Article >>

# # #

The program runs 3 times slower when compiled with g++ 5.3.1 than the same program compiled with g++ 4.8.4, the same command

Question

Recently, I've started to use Ubuntu 16.04 with g++ 5.3.1 and checked that my program runs 3 times slower. Before that I've used Ubuntu 14.04, g++ 4.8.4. I built it with the same commands: CFLAGS = -std=c++11 -Wall -O3.

My program contains cycles, filled with math calls (sin, cos, exp). You can find it here.

I've tried to compile with different optimization flags (O0, O1, O2, O3, Ofast), but in all cases the problem is reproduced (with Ofast both variants run faster, but the first runs 3 times slower still).

In my program I use libtinyxml-dev, libgslcblas. But they have the same versions in both cases and don't take any significant part in the program (according to code and callgrind profiling) in terms of performance.

I've performed profiling, but it doesn't give me any idea about why it happens. Kcachegrind comparison (left is slower). I've only noticed that now the program uses libm-2.23 compared to libm-2.19 with Ubuntu 14.04.

My processor is i7-5820, Haswell.

I have no idea why it becomes slower. Do you have any ideas?

P.S. Below you can find the most time consuming function:

void InclinedSum::prepare3D()
{
double buf1, buf2;
double sum_prev1 = 0.0, sum_prev2 = 0.0;
int break_idx1, break_idx2; 
int arr_idx;

for(int seg_idx = 0; seg_idx < props->K; seg_idx++)
{
    const Point& r = well->segs[seg_idx].r_bhp;

    for(int k = 0; k < props->K; k++)
    {
        arr_idx = seg_idx * props->K + k;
        F[arr_idx] = 0.0;

        break_idx2 = 0;

        for(int m = 1; m <= props->M; m++)
        {
            break_idx1 = 0;

            for(int l = 1; l <= props->L; l++)
            {
                buf1 = ((cos(M_PI * (double)(m) * well->segs[k].r1.x / props->sizes.x - M_PI * (double)(l) * well->segs[k].r1.z / props->sizes.z) -
                            cos(M_PI * (double)(m) * well->segs[k].r2.x / props->sizes.x - M_PI * (double)(l) * well->segs[k].r2.z / props->sizes.z)) /
                        ( M_PI * (double)(m) * tan(props->alpha) / props->sizes.x + M_PI * (double)(l) / props->sizes.z ) + 
                            (cos(M_PI * (double)(m) * well->segs[k].r1.x / props->sizes.x + M_PI * (double)(l) * well->segs[k].r1.z / props->sizes.z) -
                            cos(M_PI * (double)(m) * well->segs[k].r2.x / props->sizes.x + M_PI * (double)(l) * well->segs[k].r2.z / props->sizes.z)) /
                        ( M_PI * (double)(m) * tan(props->alpha) / props->sizes.x - M_PI * (double)(l) / props->sizes.z )

# # #

Stated exercise A >>
In the g++ slowdown question, which libm version does the program use on Ubuntu 16.04?
Stated exercise B >>
From the g++ slowdown question, write out the part that begins with the words "I've performed profiling, but" and ends with "with Ubuntu 14.04.".

# # #

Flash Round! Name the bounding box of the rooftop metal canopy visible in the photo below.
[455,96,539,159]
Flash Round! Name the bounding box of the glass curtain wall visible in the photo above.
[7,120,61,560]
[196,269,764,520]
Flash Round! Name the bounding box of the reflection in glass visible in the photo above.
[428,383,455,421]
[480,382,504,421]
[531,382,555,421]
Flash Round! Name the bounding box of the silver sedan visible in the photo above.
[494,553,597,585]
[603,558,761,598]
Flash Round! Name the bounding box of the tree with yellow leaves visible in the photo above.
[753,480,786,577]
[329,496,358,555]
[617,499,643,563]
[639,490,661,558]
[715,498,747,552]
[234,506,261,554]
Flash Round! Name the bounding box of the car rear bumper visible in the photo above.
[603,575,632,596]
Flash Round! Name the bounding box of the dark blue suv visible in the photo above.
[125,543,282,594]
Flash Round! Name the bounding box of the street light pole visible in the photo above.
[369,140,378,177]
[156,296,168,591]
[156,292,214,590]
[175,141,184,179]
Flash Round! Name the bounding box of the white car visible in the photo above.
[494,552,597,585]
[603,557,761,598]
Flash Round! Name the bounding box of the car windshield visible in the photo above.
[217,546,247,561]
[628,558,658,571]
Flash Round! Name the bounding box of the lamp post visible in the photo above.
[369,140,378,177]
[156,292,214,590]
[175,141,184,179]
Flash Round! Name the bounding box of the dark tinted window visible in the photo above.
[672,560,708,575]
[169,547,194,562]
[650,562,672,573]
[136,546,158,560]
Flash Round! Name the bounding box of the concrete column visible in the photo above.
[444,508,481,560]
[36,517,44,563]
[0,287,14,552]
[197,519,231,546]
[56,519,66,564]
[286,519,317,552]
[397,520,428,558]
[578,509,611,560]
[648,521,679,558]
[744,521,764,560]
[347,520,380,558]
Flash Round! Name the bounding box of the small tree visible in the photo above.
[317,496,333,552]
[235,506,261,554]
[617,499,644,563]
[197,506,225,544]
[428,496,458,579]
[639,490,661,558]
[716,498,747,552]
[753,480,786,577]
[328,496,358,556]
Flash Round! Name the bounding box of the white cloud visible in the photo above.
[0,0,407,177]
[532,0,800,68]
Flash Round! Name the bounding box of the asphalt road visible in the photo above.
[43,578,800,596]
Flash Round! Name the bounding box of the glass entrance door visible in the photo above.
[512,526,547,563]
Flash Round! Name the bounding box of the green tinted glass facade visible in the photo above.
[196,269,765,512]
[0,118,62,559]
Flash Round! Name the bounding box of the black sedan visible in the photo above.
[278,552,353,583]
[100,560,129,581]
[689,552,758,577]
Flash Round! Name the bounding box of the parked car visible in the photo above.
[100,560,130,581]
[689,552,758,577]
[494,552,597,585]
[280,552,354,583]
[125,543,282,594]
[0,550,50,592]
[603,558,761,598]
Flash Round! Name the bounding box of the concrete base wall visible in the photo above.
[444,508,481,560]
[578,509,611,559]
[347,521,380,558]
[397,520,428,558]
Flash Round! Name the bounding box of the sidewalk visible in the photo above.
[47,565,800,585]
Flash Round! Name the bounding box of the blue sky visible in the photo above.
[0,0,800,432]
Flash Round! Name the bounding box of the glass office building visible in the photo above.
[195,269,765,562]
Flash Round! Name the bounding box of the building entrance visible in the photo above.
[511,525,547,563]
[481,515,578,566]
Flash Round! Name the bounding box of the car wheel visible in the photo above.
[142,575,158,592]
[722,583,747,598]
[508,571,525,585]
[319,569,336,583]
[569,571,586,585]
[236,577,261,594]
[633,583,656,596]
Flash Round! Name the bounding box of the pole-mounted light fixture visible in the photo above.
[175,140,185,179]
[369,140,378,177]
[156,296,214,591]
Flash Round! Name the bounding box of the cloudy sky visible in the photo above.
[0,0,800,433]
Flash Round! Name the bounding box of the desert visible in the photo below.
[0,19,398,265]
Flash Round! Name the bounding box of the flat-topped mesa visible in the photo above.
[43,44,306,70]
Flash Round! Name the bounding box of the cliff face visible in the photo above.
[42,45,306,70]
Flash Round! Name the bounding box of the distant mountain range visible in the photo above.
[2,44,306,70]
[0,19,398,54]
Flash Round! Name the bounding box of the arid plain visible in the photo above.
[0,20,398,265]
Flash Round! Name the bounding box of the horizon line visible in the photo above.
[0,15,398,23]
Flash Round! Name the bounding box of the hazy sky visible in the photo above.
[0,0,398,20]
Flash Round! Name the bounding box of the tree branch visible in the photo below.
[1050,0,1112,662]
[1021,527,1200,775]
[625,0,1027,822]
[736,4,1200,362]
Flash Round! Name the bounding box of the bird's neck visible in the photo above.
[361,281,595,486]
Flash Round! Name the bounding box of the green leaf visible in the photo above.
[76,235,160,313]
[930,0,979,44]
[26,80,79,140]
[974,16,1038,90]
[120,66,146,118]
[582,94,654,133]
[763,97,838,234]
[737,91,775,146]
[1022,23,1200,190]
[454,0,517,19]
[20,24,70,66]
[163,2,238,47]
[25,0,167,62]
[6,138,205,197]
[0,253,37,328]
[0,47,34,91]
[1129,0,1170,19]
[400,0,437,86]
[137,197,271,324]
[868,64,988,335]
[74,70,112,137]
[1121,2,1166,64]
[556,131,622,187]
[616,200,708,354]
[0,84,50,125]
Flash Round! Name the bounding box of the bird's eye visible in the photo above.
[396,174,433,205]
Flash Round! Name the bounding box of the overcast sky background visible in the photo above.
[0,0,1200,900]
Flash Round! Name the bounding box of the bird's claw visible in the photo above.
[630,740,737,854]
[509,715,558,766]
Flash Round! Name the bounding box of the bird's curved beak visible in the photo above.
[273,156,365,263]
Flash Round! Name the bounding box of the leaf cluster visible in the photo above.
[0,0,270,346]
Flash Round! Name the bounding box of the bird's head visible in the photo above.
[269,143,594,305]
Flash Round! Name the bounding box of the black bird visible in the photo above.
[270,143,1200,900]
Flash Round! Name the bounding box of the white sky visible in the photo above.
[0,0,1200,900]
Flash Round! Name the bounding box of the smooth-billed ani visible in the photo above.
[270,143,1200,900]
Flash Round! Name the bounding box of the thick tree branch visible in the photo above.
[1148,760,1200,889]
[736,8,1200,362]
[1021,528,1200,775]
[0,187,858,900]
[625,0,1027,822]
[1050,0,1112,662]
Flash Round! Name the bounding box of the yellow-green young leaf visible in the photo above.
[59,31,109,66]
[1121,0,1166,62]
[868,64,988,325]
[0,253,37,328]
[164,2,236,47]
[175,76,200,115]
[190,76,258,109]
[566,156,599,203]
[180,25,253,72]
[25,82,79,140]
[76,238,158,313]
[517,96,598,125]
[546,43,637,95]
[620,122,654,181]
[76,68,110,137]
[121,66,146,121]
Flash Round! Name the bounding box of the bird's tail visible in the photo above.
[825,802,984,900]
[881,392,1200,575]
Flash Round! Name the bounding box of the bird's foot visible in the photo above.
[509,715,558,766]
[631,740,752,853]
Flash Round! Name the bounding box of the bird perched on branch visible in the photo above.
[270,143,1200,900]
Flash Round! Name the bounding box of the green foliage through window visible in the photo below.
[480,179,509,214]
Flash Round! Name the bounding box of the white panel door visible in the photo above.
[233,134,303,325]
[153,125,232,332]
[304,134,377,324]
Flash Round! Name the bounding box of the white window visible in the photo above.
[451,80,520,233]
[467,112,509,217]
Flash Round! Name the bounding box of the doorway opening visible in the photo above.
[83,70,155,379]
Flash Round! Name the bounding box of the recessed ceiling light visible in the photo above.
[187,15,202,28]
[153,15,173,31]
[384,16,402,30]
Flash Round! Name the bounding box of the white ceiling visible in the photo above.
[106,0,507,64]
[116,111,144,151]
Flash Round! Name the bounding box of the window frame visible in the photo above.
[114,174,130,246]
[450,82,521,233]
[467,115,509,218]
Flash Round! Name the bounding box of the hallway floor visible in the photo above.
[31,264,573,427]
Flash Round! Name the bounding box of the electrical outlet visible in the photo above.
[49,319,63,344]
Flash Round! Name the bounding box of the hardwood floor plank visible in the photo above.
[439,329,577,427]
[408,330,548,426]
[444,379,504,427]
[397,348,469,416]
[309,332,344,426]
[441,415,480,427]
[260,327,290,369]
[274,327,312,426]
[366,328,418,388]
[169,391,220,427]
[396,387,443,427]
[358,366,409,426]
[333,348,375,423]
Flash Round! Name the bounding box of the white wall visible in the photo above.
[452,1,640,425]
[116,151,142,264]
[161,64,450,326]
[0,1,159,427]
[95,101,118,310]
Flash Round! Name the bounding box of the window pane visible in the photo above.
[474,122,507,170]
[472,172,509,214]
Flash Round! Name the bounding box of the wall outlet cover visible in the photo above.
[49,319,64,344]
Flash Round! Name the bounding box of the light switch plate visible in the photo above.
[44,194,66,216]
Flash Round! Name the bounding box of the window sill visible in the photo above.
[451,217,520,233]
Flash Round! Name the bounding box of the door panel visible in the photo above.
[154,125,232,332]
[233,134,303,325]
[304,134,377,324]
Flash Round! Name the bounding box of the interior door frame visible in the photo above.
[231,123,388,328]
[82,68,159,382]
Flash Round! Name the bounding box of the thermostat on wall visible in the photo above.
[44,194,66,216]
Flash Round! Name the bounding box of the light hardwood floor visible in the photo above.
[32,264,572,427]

# # #

Worked answer A >>
libm-2.23

Worked answer B >>
I've performed profiling, but it doesn't give me any idea about why it happens. Kcachegrind comparison (left is slower). I've only noticed that now the program uses libm-2.23 compared to libm-2.19 with Ubuntu 14.04.